I sometimes experience issues with the knime server where a job could cause the cpu usage to spike above 90% for an extended period. This then causes the server to become unresponsive.
I’d like to see which jobs are running at the time to narrow down the flows which need to be checked.
I’ve thought about getting all the jobs that were scheduled like an hour before the spike in cpu usage, but realise a job could have been running on the server for 2 - 3 hours before causing the cpu spike.
Ideally, I’d take snapshots of the executing jobs. If the server becomes unresponsive, I’d know exactly which jobs may have caused the problem and investigate them.
Thanks for the suggestion. I’m trying to get this via the knime API since the jobs sometimes fail at odd hours, like 1am etc. They don’t show up as executing.
I’m planning on getting the executing jobs out of the API and write snapshots in 20 - 30 min intervals to a db. So if failures happen at those odd hours, I’ll know exactly which flows to investigate.
Doing the steps manually won’t work when the server goes down after work hours. I’ve got no traceability when checking it later.
You can use the jobs endpoint via REST GET call http://knime.hq.takealot.com:8080/knime/rest/v4/jobs (also possible via a internet browser) and use the state parameter for each job, this gives you the current state for each job, for example:
Just a small addition that came into my mind regarding the memory peaks: Maybe you should check the heap space size setting of the KNIME Executor (-Xmx setting in its knime.ini file) if this is adjusted properly to the available total memory of your server.
E.g. setting -Xmx32G for a KNIME Server with 64GB total memory.
Best,
Michael
Ah, I understand now. No, there is no way beside limiting the amount of cores/threads in general for a specific executor. Or pin a specific workflow to be executed on a dedicated executor in a distributed executor setup on KNIME Server Large. The options are described here, topics Workflow Pinning and following.
Best,
Michael

## [Task requirements]
In the forum thread, how often does the poster plan to write snapshots of executing jobs to a database? The data items are not required.

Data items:

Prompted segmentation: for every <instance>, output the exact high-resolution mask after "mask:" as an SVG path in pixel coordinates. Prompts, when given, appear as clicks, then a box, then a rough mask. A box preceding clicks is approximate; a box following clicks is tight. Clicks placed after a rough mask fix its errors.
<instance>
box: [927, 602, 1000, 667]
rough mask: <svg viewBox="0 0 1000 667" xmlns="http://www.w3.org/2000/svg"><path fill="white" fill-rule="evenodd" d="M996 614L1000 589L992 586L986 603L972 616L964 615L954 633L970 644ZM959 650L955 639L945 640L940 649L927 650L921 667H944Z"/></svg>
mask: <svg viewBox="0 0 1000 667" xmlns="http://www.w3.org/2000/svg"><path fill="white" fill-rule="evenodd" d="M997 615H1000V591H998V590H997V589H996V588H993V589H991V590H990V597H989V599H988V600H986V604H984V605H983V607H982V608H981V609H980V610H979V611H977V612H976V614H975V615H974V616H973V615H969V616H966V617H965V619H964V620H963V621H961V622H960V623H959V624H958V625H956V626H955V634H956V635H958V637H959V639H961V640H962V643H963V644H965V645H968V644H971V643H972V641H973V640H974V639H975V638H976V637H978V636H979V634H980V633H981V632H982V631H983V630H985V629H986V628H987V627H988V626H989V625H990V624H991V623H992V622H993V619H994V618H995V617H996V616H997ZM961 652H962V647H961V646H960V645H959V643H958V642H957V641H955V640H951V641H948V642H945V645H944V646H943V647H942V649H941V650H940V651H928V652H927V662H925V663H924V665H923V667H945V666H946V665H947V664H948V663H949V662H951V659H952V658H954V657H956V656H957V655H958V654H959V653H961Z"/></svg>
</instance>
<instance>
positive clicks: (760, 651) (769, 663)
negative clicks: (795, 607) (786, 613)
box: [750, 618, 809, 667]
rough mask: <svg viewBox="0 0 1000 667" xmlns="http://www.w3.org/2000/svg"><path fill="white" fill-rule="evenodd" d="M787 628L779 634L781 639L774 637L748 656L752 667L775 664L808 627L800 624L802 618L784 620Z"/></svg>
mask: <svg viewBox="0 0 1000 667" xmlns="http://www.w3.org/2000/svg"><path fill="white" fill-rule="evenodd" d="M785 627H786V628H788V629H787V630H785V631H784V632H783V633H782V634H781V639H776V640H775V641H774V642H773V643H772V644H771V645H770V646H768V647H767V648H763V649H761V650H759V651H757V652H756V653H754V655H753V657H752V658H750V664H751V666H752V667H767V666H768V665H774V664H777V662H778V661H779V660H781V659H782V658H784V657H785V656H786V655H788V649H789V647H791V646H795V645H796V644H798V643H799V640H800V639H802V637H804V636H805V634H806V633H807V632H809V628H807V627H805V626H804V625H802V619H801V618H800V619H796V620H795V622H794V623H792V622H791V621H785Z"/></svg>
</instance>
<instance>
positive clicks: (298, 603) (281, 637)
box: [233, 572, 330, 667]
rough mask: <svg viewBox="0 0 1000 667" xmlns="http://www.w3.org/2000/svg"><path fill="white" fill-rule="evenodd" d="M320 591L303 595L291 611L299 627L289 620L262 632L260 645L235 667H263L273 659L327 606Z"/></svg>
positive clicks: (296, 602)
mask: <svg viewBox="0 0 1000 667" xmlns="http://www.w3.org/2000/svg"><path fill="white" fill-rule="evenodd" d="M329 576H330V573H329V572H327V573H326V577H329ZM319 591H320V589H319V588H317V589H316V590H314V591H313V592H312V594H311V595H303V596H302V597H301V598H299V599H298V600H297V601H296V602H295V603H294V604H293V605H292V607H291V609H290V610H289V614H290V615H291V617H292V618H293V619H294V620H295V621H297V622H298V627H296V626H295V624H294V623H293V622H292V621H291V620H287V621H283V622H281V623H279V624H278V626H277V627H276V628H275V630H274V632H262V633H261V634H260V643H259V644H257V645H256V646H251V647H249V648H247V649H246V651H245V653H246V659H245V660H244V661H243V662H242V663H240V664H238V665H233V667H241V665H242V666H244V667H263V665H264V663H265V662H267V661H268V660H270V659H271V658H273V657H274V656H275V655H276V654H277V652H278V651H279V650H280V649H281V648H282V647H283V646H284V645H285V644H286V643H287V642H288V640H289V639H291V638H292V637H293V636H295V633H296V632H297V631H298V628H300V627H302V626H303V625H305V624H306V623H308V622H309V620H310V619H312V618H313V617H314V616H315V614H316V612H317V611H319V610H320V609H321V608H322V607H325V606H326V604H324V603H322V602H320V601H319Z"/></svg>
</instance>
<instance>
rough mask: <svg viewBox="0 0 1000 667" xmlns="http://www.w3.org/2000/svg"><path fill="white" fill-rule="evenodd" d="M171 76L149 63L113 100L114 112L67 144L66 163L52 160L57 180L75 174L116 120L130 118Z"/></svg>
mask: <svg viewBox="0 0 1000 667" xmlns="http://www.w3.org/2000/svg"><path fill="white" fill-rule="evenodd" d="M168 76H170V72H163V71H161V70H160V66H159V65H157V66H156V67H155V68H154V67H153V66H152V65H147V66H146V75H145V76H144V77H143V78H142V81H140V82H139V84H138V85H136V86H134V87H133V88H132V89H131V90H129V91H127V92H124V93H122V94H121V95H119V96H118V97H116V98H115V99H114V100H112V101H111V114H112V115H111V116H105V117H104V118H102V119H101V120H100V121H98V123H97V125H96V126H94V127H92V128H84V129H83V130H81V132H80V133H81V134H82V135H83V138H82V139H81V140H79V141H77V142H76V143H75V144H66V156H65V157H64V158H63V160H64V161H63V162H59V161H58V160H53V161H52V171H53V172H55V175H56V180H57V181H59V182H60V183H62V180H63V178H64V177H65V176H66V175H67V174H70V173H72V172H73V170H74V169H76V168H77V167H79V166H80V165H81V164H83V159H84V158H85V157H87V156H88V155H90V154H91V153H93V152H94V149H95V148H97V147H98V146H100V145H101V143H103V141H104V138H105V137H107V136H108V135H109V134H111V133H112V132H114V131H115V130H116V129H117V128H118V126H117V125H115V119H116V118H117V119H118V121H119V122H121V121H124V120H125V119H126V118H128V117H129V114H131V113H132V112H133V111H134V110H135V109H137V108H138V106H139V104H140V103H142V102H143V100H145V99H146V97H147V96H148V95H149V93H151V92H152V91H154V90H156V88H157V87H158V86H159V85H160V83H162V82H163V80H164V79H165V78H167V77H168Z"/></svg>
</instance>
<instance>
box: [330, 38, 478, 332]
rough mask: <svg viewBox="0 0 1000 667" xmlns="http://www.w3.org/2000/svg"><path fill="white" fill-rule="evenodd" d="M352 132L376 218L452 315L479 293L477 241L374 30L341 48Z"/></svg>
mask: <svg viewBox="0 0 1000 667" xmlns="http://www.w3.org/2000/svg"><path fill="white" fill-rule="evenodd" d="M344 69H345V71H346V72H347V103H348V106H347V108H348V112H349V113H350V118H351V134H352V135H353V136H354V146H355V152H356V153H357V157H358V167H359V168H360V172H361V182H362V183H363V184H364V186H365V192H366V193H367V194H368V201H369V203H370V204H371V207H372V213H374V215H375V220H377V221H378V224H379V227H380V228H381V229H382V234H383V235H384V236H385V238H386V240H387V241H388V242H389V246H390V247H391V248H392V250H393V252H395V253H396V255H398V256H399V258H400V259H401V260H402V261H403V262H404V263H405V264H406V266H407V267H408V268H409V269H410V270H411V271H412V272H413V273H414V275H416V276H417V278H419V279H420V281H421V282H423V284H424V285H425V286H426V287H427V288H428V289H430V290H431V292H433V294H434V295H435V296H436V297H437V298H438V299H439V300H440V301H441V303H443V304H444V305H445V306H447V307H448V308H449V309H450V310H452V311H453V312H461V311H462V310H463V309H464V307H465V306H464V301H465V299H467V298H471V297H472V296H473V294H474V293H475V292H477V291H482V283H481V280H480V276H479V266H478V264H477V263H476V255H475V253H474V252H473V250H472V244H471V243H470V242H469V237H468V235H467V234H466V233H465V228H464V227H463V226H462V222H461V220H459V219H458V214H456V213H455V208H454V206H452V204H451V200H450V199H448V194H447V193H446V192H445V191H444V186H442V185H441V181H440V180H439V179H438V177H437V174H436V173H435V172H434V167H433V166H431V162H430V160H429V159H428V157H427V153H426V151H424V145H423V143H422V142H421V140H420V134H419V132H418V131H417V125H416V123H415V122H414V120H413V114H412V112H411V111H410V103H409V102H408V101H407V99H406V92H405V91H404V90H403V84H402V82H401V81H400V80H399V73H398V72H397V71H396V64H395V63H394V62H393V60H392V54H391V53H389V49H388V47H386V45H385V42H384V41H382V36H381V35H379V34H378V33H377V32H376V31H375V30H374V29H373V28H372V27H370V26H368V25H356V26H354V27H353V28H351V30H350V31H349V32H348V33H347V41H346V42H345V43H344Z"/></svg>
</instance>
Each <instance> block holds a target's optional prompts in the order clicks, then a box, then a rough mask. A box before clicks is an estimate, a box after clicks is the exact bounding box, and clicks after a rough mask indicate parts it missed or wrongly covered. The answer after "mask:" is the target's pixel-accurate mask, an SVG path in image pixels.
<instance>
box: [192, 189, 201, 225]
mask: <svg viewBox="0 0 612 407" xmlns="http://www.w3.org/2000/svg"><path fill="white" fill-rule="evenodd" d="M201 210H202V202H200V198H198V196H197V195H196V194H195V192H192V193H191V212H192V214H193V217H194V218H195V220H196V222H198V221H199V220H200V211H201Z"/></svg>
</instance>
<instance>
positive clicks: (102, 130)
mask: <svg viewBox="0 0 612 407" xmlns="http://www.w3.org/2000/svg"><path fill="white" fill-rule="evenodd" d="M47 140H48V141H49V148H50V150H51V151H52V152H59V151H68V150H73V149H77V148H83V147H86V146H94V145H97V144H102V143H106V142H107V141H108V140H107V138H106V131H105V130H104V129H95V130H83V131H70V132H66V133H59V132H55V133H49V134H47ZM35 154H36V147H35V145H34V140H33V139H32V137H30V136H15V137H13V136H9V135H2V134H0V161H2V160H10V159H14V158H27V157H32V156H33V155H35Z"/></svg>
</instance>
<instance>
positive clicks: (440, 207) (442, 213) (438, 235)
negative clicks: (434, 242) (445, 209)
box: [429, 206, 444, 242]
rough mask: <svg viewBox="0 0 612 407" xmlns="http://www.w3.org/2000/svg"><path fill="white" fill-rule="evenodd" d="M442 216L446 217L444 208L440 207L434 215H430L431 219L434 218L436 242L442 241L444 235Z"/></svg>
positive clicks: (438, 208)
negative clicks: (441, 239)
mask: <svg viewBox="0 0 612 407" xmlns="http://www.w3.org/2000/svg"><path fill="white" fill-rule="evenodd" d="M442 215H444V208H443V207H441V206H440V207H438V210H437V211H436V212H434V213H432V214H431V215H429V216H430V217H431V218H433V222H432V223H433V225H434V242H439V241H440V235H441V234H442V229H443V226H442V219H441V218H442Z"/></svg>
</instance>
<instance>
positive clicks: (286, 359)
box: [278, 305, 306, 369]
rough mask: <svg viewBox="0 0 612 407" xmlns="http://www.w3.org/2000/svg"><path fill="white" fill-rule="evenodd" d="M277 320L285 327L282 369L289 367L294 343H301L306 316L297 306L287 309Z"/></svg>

## [Answer section]
Every 20 to 30 minutes.